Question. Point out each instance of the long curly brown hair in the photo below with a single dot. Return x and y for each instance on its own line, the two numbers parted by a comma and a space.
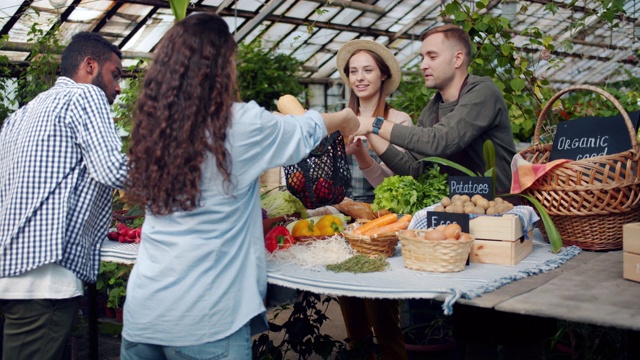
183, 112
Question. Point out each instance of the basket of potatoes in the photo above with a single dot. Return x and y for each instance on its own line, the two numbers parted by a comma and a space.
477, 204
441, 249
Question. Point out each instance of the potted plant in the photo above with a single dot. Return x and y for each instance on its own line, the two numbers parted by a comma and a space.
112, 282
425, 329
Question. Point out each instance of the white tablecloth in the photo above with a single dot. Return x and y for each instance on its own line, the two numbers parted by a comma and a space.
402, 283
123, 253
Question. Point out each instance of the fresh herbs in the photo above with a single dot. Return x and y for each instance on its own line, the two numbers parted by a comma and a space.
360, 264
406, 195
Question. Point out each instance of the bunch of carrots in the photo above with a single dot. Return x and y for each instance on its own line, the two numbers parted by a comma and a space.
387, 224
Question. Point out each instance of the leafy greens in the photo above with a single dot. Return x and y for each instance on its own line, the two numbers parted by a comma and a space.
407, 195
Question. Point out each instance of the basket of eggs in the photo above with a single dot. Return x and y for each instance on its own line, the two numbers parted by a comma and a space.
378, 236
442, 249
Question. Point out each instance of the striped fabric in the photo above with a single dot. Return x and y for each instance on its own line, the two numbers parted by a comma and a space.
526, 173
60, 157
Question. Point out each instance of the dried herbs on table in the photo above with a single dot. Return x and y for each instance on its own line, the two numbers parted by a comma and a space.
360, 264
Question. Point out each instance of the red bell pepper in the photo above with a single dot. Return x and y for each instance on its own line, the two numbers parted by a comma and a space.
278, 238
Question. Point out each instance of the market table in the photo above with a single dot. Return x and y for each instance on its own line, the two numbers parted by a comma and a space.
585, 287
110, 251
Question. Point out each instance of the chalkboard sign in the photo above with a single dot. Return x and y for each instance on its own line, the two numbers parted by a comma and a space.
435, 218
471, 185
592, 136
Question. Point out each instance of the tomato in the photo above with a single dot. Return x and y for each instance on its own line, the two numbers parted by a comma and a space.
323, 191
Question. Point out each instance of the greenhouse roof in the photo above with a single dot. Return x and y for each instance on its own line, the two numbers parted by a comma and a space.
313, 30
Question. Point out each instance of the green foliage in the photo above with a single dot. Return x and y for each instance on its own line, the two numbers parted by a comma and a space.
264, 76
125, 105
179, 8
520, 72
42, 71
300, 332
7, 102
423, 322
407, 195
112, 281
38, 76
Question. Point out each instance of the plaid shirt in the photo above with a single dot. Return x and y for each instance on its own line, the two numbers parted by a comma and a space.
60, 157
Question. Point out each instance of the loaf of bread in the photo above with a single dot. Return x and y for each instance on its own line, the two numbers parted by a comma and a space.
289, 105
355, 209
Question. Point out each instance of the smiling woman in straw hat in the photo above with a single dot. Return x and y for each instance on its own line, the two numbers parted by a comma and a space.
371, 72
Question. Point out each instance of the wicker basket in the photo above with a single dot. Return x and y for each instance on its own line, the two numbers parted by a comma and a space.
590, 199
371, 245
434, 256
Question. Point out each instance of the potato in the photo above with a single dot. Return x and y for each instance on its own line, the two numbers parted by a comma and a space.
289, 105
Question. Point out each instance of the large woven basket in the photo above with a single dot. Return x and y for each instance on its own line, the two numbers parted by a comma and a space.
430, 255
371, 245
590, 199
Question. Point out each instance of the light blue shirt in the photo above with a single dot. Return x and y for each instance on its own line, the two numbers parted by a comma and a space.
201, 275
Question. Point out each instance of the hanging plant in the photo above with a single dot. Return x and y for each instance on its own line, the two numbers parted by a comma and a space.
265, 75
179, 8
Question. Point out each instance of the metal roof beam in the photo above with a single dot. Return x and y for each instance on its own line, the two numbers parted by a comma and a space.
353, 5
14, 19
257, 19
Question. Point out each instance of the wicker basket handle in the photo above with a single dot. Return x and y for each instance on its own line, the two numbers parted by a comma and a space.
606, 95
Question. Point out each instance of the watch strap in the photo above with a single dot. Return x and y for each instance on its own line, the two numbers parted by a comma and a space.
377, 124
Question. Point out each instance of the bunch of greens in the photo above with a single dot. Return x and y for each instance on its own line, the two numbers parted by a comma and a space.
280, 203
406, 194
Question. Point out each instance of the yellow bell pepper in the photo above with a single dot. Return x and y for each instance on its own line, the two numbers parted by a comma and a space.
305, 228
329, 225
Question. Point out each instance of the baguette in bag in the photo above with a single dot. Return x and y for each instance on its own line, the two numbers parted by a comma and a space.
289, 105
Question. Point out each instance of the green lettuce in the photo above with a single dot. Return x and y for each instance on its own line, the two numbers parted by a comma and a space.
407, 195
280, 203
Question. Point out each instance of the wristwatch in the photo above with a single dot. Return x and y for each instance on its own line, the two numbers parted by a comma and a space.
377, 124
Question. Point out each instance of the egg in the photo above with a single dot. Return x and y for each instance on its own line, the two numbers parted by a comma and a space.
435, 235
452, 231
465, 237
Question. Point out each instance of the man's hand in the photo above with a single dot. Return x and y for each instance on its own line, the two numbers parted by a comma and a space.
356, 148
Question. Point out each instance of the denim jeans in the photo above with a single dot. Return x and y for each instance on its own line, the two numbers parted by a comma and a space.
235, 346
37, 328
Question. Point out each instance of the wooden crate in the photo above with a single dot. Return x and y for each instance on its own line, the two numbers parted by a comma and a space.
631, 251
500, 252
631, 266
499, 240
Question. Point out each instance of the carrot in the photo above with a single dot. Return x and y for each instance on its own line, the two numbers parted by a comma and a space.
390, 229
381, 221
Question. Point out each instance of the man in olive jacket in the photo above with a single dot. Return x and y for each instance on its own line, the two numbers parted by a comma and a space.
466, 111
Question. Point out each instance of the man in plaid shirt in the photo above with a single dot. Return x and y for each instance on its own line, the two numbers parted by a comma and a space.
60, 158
+ + +
### Assigned task
Reproduce the data above word for word and omit the images.

### Result for this exercise
Question. Point out each instance of the long curly brown hair in the photo below with a single dot. Return x and y for each instance on its own line, the two numbers parted by a comma and a space.
183, 112
Question. Point out each instance of the basket of potatoes in the photo above with a single dot. Return x and y for each instance on its own line, the two numbers parted by a comma and a space.
477, 204
441, 249
Question. Point out each instance of the potted plant in the photo above with a single dot. Return x and y for each instance on its own line, the two numbers parted by a comma and a space.
112, 282
425, 329
Question. Point out each instance of the white tablecloth in the photo above with a single dot. Return x and y for each instance on its own line, the two numbers parted by a comma and a space.
402, 283
123, 253
Question. Point out each instance of the fresh herbs in the photo above with a single dot. Return x and y for each instance on its own line, the two numbers parted by a comma and a space.
360, 264
406, 195
Question. Point out each instance of the bunch of carrots in the photo above with a single dot. Return x and y for each instance on its own line, the two numbers parted by a comma and a space.
387, 224
Question. Point out each instance of the leafy greens in the photo above with a single dot. Return x and y for each instance on its own line, the two numbers parted by a comma and a space.
407, 195
Question. Point out each instance of the basket of eggs in the photo above with a single dot. Return x and y for each instance on its own line, the two numbers parted by a comma and a space.
378, 236
442, 249
Question. Point out each instance of the striped fabric in the photo above with a single dot. Return x and y for each instance on its own line, the two numbers parted by a comma and a space.
526, 173
60, 157
Question. Point out each instance of the dried herbs on table in the photo above with a single dot. Return x and y for each instance on its own line, the two numbers parted by a comma and a space.
360, 264
Question. Point out each instance of the red bell pepper in the photo above with a single dot. Return x and y for each instance on its own line, the two numbers parted by a comma and a space.
278, 238
Question. Point out each instance of the market table in the photo above with a single dot. Return x and y for each instance on its own line, the two numbers parted by a comma and a space.
585, 287
110, 251
Question. Point out each instance of the chalkboard sign in the photo above with a single dot. Return x and y for each instance on its own line, the two numbers parted by a comma and a space.
435, 218
471, 185
592, 136
Question. Point out each instance of the tomato in the photo above with a single dot. Return x and y for each instance on its own line, the two numbers parted by a comma and a space.
323, 191
Question. Point out each instance of the greenhouse roof in the photo above with a single dot. Return x and y for each instance on its own line, the two numbers parted by a comma and a space.
313, 30
Question. Point out each instance of the green foliage in the photo above with a single dot. Return x and y for each instance on its own line, the two numbers parted by a comma and a space.
264, 76
125, 105
179, 8
520, 72
42, 71
300, 332
7, 102
423, 322
407, 195
112, 281
38, 76
Question. Point out each instance of the plaid shirt in the photo above with a single dot. Return x and y for each instance on its own line, the two numbers parted by a comma and a space.
60, 157
Question. Point out each instance of the loaf of bread in the photo above with a single dot. Return x and y for each instance on its own line, the two numbers parted by a comma and a space.
289, 105
355, 209
Question. Point out each instance of the smiling woman in straw hat in the photo above with a single dot. Return x and y for each instance on its own line, the two numbers parted by a comma and a space.
371, 72
Question. Point out each instance of the wicker basket in the photo above with a single dot. Return x and y for each instance on its own line, the two numbers parted by a comma and a space.
590, 199
371, 245
434, 256
Question. Point out each instance of the potato in the photo above with a single dot. Return x and y for each instance on its own line, the two numbers parted by a comma and a space.
289, 105
Question. Point out each instance of the large woven basket in the photo above with a single dot. Return x and y for each instance on its own line, the two numbers parted by a comma and a space.
430, 255
371, 245
590, 199
Question. Point out each instance of the light blue shirt in the photo above with a single dot. Return x and y for each instance on its own line, the two numbers parted by a comma and a space.
201, 275
Question. Point out each instance of the hanging plant in the photo above with a single dot. Return x and y for each instance on its own line, the two numbers parted by a comma and a space.
265, 75
179, 8
Question. Point out each instance of the metal roof beam in the photo above with a single dot. Return x and y for each instance on its own line, the two numbers parted by a comma and a space.
353, 5
14, 19
257, 19
Question. Point out each instance of the wicker basket handle in the photo above with a single dot. Return x and y for each instance on its own line, the two numbers parted by a comma and a space.
606, 95
Question. Point out each instance of the watch strap in the photo above with a single dot. Return x and y for each instance on its own line, the two numbers parted by a comma and a space.
377, 124
Question. Point out each instance of the bunch of greens in the photo above with a single dot. Return x and y for each instance on its own line, the two numbers parted by a comma and a space.
280, 203
406, 194
Question. Point out each instance of the yellow bell pepper in the photo above with a single dot. Return x and y for each instance on its own line, the two numbers parted by a comma and a space.
305, 228
329, 225
Question. Point out each instance of the baguette in bag in the photo above with a single dot. Return x and y for each instance on its own line, the two numbers parted by a comma and a space.
289, 105
Question. Point out each instance of the green lettuce in the photo above with a single dot. Return x and y for each instance on its own line, the two numbers parted by a comma and a space.
407, 195
280, 203
Question. Point out each instance of the wristwatch in the photo above with a single dot. Return x and y for each instance on its own line, the two numbers parted by a comma and a space.
377, 124
Question. Point out each instance of the egg in the photo above with a single dot. Return x and y for each instance on its own line, the two numbers parted by a comma and a space.
435, 235
452, 231
465, 237
Question. Point out each instance of the man's hand in the photo above with a single dot. Return x and y for each instance on its own line, the two numbers parted by a comma and a space.
356, 148
Question. Point out each instance of the denim jeans in the photo above with a single dot. Return x and y for each instance on its own line, the two numbers parted by a comma and a space.
235, 346
37, 328
Question. Point out each instance of the wooden crate in the photo above with a single dot. Return x and y for each instance on its own line, the two numbers parted by a comma and a space.
631, 251
500, 252
631, 266
499, 240
Question. Point out each instance of the carrot in the photo above with a single dot. Return x and y for each instance on its own line, the two numbers parted by a comma and a space.
390, 229
381, 221
Question. Point out each instance of the man in olive jacket in the photo above with a single dot. Return x and y for each instance on its own line, the two numbers parted by a comma and a space.
466, 111
Question. Point out each instance of the man in plaid shirt in the photo above with a single dot. Return x and y for each instance on its own line, the two numbers parted by a comma and a space.
60, 158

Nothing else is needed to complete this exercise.